_Work item_
Leaving out any pictures, print the entries that follow exactly as they stand.

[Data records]

BEGIN

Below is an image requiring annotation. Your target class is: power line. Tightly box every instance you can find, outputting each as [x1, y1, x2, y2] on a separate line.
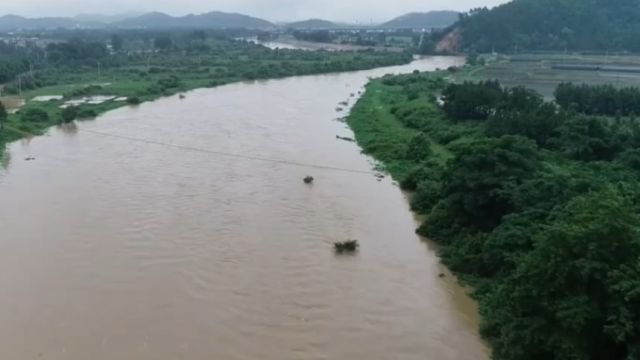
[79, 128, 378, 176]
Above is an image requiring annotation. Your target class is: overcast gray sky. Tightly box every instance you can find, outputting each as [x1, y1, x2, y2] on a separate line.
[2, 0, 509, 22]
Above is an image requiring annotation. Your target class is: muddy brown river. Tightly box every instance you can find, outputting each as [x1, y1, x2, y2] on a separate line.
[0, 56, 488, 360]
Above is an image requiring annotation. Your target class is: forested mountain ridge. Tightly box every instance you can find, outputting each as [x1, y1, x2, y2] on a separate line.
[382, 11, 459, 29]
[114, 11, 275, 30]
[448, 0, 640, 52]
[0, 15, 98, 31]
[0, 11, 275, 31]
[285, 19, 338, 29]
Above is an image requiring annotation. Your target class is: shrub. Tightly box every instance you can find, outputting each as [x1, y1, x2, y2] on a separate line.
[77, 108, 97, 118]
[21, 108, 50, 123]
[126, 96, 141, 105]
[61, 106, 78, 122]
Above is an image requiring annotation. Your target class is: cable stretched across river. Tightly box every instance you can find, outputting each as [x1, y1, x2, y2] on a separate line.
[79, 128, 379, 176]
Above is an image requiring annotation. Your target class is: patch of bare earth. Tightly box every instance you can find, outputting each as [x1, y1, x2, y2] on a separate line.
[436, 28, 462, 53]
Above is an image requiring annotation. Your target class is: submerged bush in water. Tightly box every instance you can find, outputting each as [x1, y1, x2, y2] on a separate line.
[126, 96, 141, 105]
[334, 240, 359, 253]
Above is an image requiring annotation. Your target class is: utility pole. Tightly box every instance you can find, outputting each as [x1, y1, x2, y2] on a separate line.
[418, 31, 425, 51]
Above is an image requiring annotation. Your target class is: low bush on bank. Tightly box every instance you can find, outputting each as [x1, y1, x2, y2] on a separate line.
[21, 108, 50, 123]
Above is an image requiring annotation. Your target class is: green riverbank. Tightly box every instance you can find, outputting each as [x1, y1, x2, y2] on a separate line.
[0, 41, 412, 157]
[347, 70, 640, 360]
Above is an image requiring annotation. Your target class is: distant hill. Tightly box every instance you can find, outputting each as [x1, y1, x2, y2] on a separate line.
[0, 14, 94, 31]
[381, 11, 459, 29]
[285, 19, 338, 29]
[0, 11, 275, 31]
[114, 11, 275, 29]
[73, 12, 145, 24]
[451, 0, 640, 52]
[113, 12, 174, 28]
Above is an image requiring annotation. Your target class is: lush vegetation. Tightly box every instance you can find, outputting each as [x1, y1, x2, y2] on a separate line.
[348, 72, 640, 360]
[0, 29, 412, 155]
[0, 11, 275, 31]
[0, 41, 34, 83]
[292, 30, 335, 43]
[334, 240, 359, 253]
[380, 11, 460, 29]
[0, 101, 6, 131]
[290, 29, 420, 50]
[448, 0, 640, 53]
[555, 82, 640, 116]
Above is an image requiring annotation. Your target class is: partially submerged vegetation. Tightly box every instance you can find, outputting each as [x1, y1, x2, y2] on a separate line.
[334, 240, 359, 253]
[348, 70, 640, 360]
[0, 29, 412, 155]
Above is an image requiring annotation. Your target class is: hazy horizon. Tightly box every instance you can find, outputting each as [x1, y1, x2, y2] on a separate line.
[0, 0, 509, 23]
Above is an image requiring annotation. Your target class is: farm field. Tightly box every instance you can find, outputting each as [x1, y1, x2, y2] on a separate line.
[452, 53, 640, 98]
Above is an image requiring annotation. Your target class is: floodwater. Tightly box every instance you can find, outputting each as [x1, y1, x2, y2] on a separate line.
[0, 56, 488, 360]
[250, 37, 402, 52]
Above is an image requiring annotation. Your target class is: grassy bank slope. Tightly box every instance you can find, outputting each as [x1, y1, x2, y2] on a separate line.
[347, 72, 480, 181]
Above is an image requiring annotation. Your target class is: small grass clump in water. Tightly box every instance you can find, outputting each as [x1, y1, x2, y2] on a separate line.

END

_Exercise response_
Below is an image requiring annotation. Your target class is: power line. Tightly box every instance you can find, outputting each as [x1, y1, x2, y2] on a separate line.
[79, 128, 378, 176]
Above is an image requiring annotation. Your target class is: overcast gray sky. Tightly box every instance you can find, outputting each as [x1, y1, x2, y2] on a separate line.
[2, 0, 509, 22]
Above is an image requiring annotation. Your target class is: muddy brown river. Tightly box every instance you can find, outputting each as [x1, y1, x2, y2] on a separate line.
[0, 56, 488, 360]
Above is an image requiring annotation. Your target class is: forested mountain ridge. Tightly box every instance you can find, outputting each as [x1, y1, x2, y2] on a separate line.
[382, 11, 459, 29]
[114, 11, 275, 30]
[448, 0, 640, 52]
[0, 15, 98, 31]
[0, 11, 275, 31]
[285, 19, 338, 29]
Above is an image requiring annotation. Your target class is: shrub. Tightly box every instance you can find, outputting each as [x1, y1, x2, y2] on a separate line.
[77, 108, 97, 118]
[21, 108, 50, 123]
[126, 96, 141, 105]
[61, 106, 78, 122]
Above is an image requiring annotation. Your target class is: cable stretched across river. Tightly box every instance you can find, outputting each as [x1, y1, x2, y2] on a separate line.
[79, 128, 379, 176]
Above is an image requiring annotation. Your target class is: patch of bare earth. Tightly box every instance you can find, outputting each as [x1, y1, x2, y2] on a separate line.
[436, 28, 462, 53]
Above is an image requiring annotation. Your target class is: submerged bush in water. Tightly box every instance you can find, outputting each as [x1, y1, x2, y2] on a separate line.
[126, 96, 141, 105]
[334, 240, 359, 253]
Above is an image requiring annotation. Your target class is: utility pole. Tightly box every instance you can find, outputting each as [x1, y1, x2, y2] on a separate line.
[418, 31, 425, 51]
Above is an image requiring annotation. Your target class is: low bush on bank. Tightly box every instance you can find, outputting each as [x1, y1, x2, y2] on a separate line.
[21, 108, 50, 123]
Above is an image requiring annotation. Your target class is: green riverbank. Tightly box every instance you can find, outputting each as [x1, y1, x2, y2] on a separate line.
[0, 41, 412, 157]
[347, 70, 640, 360]
Above is an image requiring annotation. Your target class is: distant hill. Tightly box every instance you can find, outputting each as [x1, y1, x2, y2] on a separate line.
[0, 14, 94, 31]
[381, 11, 459, 29]
[285, 19, 338, 29]
[0, 11, 275, 31]
[114, 11, 275, 29]
[73, 12, 145, 24]
[451, 0, 640, 52]
[113, 12, 174, 28]
Above is an image requiring annotation. Your target class is: lush vegetation. Tightly box every instance you can find, outputting each as [x1, y1, x2, y2] on a separate line.
[348, 72, 640, 360]
[0, 29, 412, 155]
[0, 11, 275, 31]
[0, 41, 34, 83]
[292, 30, 335, 43]
[334, 240, 359, 253]
[380, 11, 460, 29]
[0, 101, 6, 131]
[290, 29, 420, 50]
[448, 0, 640, 53]
[555, 82, 640, 116]
Above is an image requiring annotation. Your target class is: partially submerged vegetation. Tightly box every instance you can find, outputting each as [x1, y1, x2, y2] on a separate line.
[334, 240, 359, 253]
[348, 70, 640, 360]
[0, 29, 412, 155]
Above is an image requiring annotation. Your target class is: hazy horizon. Tightly box every instance you can find, outputting each as [x1, y1, x2, y2] on a separate line.
[0, 0, 509, 23]
Above is an image requiring annotation. Your target class is: farm field. Tightly box every instance you can find, outputting each as [x1, y1, x2, y2] on a separate line.
[452, 53, 640, 98]
Above is an image requiring annotation. Your target class is: floodwater. Tightly box every instance you can find, outputting each as [x1, y1, x2, y2] on a separate line.
[0, 56, 488, 360]
[250, 37, 402, 52]
Above is an image requiring annotation. Your target class is: grassy bank slope. Tightly box every instance you can find, outputting each as [x1, y1, x2, y2] on a separate line.
[347, 72, 480, 181]
Above is an image requiring annotation. Your target class is: small grass clump in water. Tightly box every instance you can find, outputting each as [x1, y1, x2, y2] on a separate line.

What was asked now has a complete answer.